• **What is required**: Scale the answer coordinates in the lines starting at "For each instance of the american" and ending at "(1169, 140)", both included, by multiplying each x and y value by 0.75 and rounding to whole numbers, with halves rounded up. Give back only those lines, with the request lines left unchanged.

• **Dataset excerpts**:
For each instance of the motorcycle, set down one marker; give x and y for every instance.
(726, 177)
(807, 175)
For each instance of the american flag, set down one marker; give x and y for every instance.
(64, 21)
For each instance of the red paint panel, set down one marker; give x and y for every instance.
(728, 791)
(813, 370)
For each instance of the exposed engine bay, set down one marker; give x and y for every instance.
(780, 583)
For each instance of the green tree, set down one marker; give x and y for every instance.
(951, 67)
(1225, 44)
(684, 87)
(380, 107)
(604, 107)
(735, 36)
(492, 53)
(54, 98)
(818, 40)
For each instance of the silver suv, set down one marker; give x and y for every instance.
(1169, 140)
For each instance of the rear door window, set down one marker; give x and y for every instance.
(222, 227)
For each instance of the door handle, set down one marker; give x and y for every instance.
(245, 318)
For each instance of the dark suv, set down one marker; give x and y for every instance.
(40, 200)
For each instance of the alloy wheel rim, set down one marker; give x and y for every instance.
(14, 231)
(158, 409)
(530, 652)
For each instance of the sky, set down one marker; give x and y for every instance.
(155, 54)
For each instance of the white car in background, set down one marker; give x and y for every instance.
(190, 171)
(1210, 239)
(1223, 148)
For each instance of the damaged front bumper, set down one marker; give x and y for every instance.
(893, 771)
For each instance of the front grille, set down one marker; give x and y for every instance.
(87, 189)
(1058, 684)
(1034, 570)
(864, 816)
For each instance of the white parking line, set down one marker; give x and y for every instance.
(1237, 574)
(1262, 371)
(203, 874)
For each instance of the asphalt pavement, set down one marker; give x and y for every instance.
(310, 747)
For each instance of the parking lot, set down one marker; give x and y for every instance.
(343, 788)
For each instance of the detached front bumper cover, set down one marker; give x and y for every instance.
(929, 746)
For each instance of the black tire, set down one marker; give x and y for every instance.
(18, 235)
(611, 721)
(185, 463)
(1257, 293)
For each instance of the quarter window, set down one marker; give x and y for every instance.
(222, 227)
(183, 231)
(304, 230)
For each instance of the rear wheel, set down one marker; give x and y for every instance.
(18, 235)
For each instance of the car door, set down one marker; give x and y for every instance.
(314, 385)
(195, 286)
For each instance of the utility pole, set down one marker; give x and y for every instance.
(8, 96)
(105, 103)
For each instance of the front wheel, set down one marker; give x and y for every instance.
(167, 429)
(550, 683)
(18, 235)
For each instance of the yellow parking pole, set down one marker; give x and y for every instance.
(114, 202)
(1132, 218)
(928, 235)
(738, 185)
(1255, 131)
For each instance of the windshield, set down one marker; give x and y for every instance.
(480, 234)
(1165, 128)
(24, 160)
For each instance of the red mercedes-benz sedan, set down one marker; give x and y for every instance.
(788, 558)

...

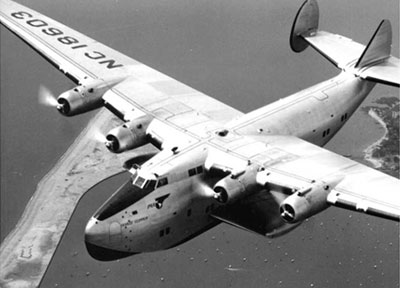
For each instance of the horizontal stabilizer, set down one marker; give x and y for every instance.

• **Solution below**:
For each instance of the american flag, set down one marker; give x and y for every instance.
(48, 16)
For each instance of the red paint panel, set down one marker; give x and y for every instance.
(546, 593)
(610, 278)
For each instance of the exposed engine bay, set down one marker; give x and y for every instance.
(585, 437)
For each instance of the green tree, set down one marker; give x and y for every instance.
(713, 50)
(919, 33)
(513, 65)
(285, 80)
(453, 80)
(551, 27)
(369, 40)
(41, 74)
(614, 30)
For each instance of the silver suv, set down one marker; give x and y for every instance.
(877, 105)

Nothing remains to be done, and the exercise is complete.